== CONSIGNES ==
Indiquez si chacune des affirmations suivantes concorde avec le texte à lire, en répondant par oui ou par non et en citant mot pour mot le passage qui tranche. 1. L'exposition Beyond the Monument reste visible jusqu'au 15 février. 2. Le colloque international s'est tenu à Lausanne. 3. Le projet de recherche a été mené de 2010 à 2014.

== TEXTE À LIRE ==
--

«Comment se souvenir?» Et pour qui ? Y a-t-il vraiment des «leçons de l’histoire» et si oui, les hommes sont-ils de si mauvais élèves pour n’en rien retenir ou si peu? Quelles formes, quelles matières, quelle grammaire artistique sont-elles le mieux adaptées pour rendre compte des crimes et de la violence de masse?».
Ainsi formulées dans le texte d’introduction à la très belle exposition Beyond the Monument/Au-delà du monument visible jusqu’au 15 février au Bâtiment d’Art Contemporain de Genève, ces questions complexes – d’une brûlante, tragique et universelle actualité – ont aussi été abordées lors du colloque international « Mass Violence, Memorialization and Art Practices » qui s’est tenu le 22 et 23 janvier dernier à Genève.
Les deux événements sont le fruit d’un projet de recherche transdisciplinaire ambitieux mené de 2010 à 2014, soutenu successivement par la Haute Ecole Spécialisée de Suisse Occidentale (HES SO) et le Fonds national de la recherche scientifique (FNS). Pris dans son ensemble, le projet permet d’explorer les enjeux inhérents aux formes et processus mémoriels contemporains. Comment se sont-ils actualisés dans l’espace public ces cinquante dernières années, en particulier dans un contexte d’affaiblissement de l’Etat-nation, de multiplication des conflits armés internes aux Etats et de globalisation de phénomènes sociaux comme le multiculturalisme et le communautarisme? Autant de questions abordées par une équipe multidisciplinaire dans le cadre du Programme Master de recherche CCC – critical curatorial et cybermedia – de la Haute Ecole d’Art et de Design (HEAD).

--

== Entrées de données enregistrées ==
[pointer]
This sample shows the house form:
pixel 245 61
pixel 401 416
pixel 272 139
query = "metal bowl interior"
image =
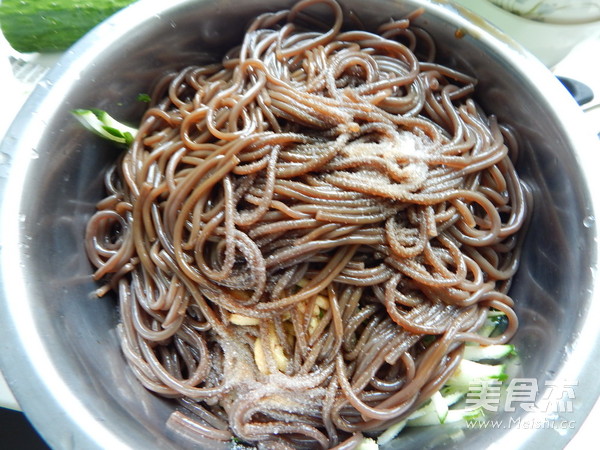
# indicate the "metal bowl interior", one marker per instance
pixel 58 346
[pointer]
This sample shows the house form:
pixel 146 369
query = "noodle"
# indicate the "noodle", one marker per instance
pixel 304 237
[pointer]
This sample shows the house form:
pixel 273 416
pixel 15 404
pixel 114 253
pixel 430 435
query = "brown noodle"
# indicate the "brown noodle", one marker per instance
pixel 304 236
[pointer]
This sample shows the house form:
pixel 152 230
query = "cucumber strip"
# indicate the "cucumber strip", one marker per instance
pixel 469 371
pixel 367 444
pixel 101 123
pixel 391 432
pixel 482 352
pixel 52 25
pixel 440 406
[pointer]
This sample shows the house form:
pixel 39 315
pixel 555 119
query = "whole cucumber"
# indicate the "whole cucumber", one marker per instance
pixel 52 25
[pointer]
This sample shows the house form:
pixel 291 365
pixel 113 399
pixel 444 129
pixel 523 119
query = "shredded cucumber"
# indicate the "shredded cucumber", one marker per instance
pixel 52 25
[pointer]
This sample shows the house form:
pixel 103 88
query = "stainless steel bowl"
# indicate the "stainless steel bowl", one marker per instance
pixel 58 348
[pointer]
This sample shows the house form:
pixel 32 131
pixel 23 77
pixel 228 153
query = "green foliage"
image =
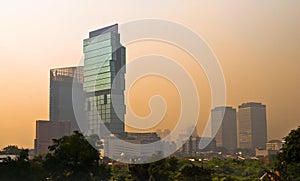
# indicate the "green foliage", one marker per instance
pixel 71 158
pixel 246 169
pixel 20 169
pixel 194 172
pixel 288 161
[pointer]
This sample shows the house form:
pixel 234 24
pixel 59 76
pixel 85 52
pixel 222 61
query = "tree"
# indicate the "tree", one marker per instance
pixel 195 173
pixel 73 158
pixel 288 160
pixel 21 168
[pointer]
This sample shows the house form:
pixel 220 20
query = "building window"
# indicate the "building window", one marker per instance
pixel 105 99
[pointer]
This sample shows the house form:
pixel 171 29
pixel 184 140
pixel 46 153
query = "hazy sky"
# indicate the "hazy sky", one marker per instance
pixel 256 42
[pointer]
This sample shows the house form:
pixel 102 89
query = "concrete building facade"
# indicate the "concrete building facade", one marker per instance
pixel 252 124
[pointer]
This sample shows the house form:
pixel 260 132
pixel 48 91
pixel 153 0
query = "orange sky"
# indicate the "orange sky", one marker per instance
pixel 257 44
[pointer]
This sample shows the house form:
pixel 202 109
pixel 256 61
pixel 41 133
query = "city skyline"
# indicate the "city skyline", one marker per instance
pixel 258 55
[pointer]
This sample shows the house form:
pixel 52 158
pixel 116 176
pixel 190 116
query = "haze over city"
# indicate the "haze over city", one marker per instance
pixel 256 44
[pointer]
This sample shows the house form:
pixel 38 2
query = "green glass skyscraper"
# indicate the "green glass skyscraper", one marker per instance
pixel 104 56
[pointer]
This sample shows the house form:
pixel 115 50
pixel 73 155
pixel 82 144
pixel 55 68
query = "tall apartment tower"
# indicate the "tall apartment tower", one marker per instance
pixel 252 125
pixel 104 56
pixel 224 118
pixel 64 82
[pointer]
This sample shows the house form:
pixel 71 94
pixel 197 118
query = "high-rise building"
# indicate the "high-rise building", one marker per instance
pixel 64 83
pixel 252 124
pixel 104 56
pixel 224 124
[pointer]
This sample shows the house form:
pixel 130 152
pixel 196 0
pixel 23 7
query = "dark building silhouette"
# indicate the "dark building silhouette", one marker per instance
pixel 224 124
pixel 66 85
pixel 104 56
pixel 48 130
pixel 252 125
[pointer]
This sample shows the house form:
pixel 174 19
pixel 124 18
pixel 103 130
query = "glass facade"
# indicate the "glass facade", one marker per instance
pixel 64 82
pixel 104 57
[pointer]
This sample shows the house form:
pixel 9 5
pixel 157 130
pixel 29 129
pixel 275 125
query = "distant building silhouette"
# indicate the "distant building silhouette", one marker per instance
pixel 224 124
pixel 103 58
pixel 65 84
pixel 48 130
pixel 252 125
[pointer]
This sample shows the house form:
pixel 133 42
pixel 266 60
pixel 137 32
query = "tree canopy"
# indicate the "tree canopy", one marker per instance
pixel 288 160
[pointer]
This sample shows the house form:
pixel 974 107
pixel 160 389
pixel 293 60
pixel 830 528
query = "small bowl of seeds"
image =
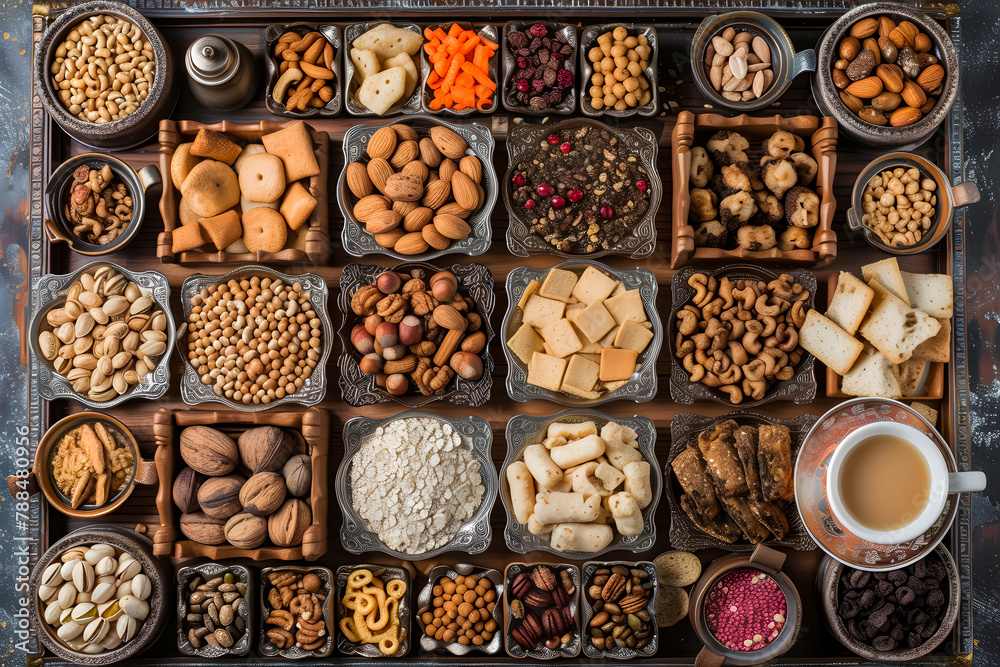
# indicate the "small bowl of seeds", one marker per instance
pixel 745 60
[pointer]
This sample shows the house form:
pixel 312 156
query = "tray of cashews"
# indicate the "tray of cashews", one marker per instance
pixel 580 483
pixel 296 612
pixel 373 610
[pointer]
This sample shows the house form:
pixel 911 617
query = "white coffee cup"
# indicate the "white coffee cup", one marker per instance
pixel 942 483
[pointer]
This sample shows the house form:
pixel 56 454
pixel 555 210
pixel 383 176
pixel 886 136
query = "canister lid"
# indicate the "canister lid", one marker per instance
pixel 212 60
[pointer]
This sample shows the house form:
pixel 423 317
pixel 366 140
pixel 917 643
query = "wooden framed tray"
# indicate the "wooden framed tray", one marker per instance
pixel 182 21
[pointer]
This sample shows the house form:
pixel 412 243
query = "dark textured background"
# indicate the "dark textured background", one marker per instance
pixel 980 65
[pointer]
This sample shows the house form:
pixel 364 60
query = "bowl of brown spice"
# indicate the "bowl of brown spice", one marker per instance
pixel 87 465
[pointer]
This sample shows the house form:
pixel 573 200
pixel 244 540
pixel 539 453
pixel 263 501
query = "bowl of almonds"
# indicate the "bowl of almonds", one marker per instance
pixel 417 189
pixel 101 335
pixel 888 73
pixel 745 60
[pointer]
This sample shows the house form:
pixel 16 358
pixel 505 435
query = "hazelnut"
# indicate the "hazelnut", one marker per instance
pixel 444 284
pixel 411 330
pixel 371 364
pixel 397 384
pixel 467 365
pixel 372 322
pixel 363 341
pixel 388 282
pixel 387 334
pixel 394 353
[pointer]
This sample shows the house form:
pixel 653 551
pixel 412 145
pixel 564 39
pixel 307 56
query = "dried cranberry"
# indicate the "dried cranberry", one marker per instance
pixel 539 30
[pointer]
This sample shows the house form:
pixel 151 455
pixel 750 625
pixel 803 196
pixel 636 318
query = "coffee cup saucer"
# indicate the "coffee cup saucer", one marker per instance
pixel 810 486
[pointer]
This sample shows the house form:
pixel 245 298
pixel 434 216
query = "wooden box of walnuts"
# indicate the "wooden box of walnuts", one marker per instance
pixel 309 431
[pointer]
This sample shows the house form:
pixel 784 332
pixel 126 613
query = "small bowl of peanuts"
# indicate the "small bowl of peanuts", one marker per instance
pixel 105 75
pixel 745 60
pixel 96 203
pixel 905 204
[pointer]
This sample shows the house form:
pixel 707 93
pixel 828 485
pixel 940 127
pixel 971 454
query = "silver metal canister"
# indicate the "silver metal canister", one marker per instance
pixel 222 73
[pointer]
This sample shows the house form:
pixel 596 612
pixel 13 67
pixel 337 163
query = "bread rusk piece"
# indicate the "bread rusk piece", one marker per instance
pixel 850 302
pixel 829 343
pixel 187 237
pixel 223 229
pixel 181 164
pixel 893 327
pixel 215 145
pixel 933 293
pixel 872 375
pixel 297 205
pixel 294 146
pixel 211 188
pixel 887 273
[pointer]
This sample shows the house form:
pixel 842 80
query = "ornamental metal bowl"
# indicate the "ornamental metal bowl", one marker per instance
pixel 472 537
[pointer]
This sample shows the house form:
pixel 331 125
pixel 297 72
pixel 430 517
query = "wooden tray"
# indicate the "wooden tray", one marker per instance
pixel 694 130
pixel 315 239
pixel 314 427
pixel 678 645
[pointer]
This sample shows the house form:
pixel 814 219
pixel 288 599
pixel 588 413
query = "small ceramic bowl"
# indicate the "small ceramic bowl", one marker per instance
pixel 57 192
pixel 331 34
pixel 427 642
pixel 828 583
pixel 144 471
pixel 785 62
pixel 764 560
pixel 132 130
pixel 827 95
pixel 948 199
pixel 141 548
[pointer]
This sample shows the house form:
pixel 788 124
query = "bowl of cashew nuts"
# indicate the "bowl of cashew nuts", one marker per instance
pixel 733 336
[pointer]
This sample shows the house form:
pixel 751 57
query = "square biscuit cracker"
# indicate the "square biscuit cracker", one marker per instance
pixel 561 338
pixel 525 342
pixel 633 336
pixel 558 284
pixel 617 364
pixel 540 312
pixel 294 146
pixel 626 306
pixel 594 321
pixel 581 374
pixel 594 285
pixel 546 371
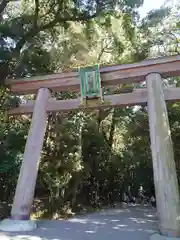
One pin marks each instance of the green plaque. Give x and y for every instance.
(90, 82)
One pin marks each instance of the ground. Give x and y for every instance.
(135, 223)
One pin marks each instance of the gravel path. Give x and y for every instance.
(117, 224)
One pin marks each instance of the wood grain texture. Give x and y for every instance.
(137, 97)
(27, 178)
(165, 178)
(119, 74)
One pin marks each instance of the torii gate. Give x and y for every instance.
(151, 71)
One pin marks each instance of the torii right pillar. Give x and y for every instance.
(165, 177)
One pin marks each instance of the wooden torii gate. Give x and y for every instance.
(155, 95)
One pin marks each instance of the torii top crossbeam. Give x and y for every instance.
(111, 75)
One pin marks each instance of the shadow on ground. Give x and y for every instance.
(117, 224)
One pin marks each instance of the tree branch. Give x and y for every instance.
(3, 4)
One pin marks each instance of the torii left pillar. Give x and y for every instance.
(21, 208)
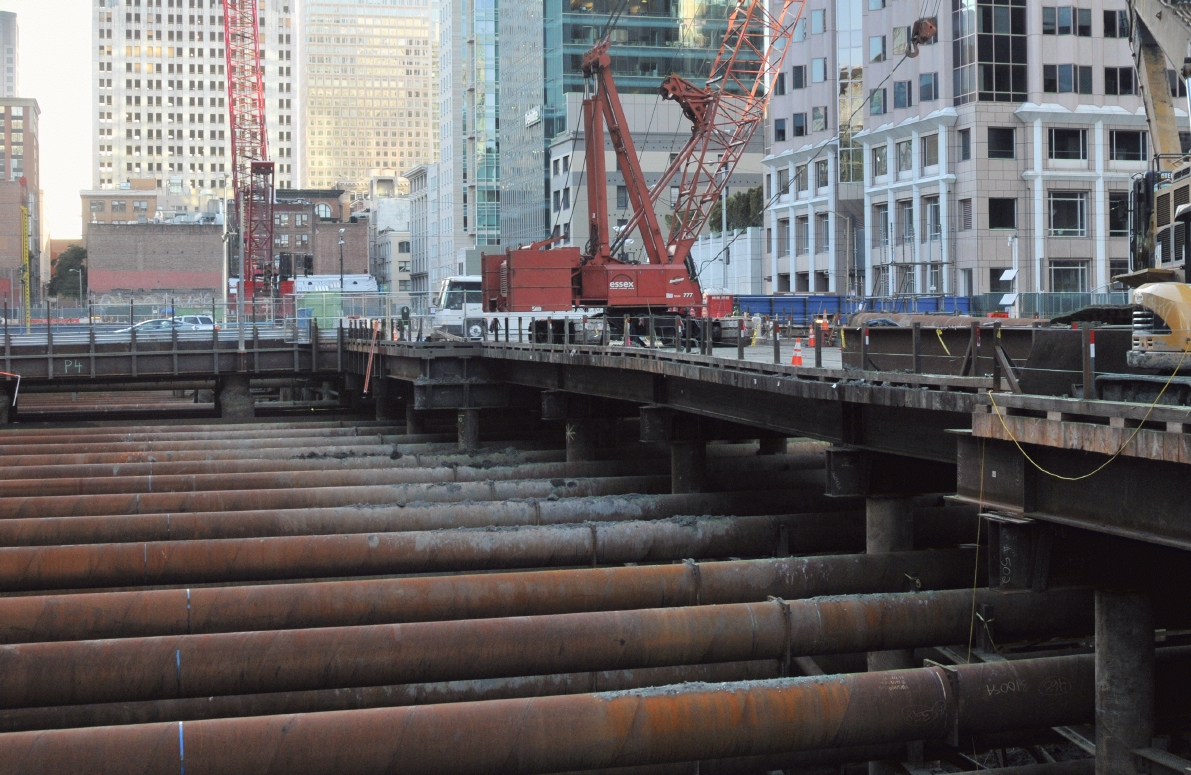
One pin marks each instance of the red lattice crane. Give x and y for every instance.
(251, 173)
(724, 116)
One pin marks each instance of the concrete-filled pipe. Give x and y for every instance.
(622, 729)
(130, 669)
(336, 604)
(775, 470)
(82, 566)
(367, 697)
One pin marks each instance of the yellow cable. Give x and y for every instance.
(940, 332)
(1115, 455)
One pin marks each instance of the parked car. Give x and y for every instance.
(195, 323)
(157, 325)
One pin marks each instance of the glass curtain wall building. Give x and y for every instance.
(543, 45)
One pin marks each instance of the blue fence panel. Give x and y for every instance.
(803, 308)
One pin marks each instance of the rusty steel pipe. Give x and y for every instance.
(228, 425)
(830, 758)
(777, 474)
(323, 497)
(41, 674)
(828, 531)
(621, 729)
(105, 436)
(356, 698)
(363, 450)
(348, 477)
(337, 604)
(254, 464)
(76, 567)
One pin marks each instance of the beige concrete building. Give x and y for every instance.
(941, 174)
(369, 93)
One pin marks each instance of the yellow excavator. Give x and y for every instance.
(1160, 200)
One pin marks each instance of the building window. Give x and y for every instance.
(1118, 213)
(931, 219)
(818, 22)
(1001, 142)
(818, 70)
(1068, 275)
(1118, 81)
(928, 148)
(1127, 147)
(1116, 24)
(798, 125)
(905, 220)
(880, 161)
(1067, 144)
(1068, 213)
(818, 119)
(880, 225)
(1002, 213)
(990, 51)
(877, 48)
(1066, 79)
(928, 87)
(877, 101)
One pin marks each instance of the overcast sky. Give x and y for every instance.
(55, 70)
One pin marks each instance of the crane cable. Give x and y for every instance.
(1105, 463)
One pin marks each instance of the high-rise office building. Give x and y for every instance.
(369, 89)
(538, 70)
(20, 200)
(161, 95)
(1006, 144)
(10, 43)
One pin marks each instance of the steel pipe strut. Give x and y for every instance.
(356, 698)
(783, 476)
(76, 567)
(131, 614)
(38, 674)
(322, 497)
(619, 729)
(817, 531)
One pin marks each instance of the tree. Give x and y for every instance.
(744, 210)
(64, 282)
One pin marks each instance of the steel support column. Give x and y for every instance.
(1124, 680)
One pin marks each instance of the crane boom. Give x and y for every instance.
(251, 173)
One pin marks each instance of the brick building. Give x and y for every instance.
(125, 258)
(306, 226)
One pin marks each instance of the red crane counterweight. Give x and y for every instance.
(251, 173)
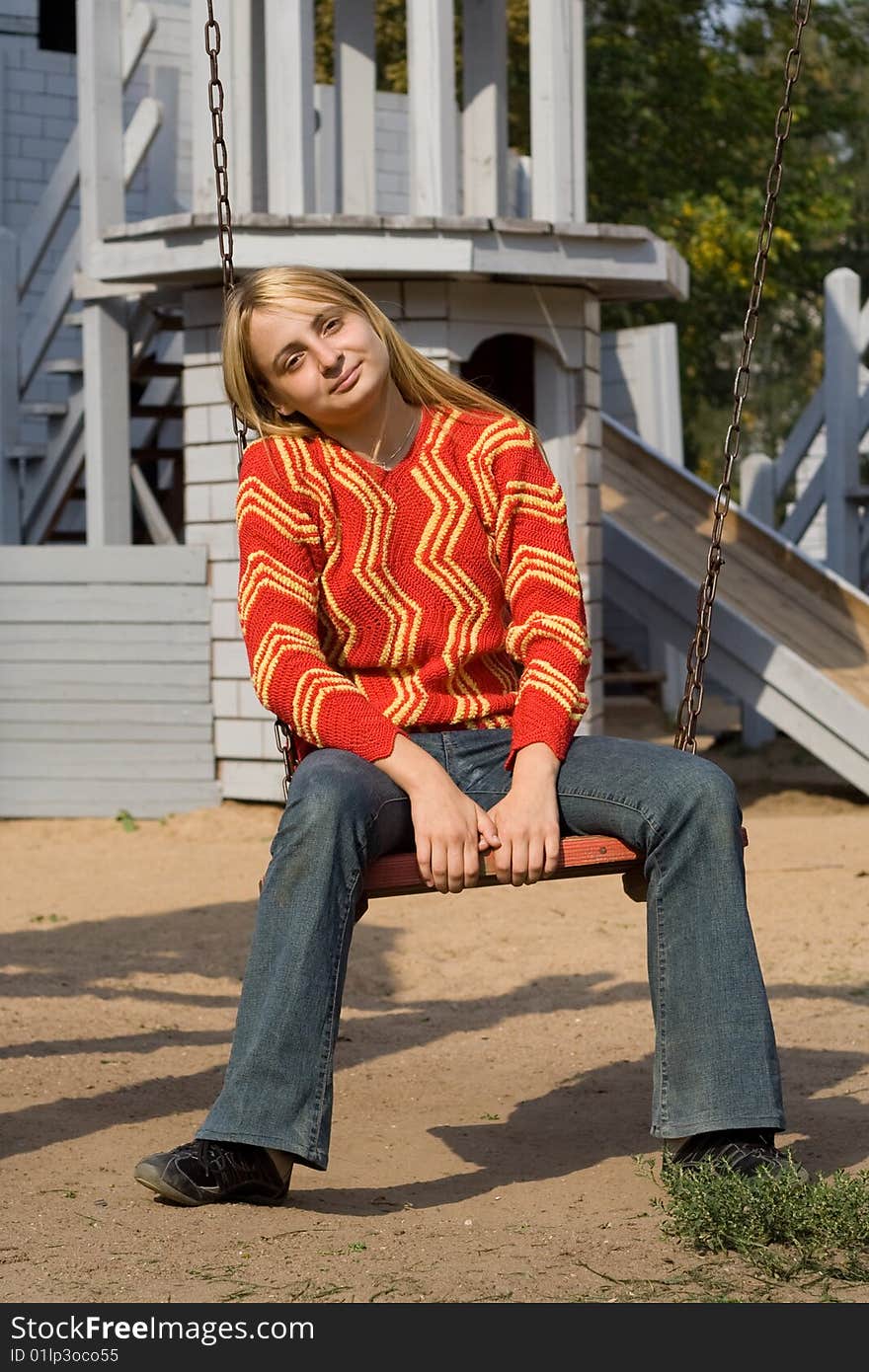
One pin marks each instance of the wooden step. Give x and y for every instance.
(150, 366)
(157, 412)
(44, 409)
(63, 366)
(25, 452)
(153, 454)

--

== CORRIGÉ ==
1. Oui : « visible jusqu’au 15 février au Bâtiment d’Art Contemporain de Genève »
2. Non : « qui s’est tenu le 22 et 23 janvier dernier à Genève »
3. Oui : « mené de 2010 à 2014 »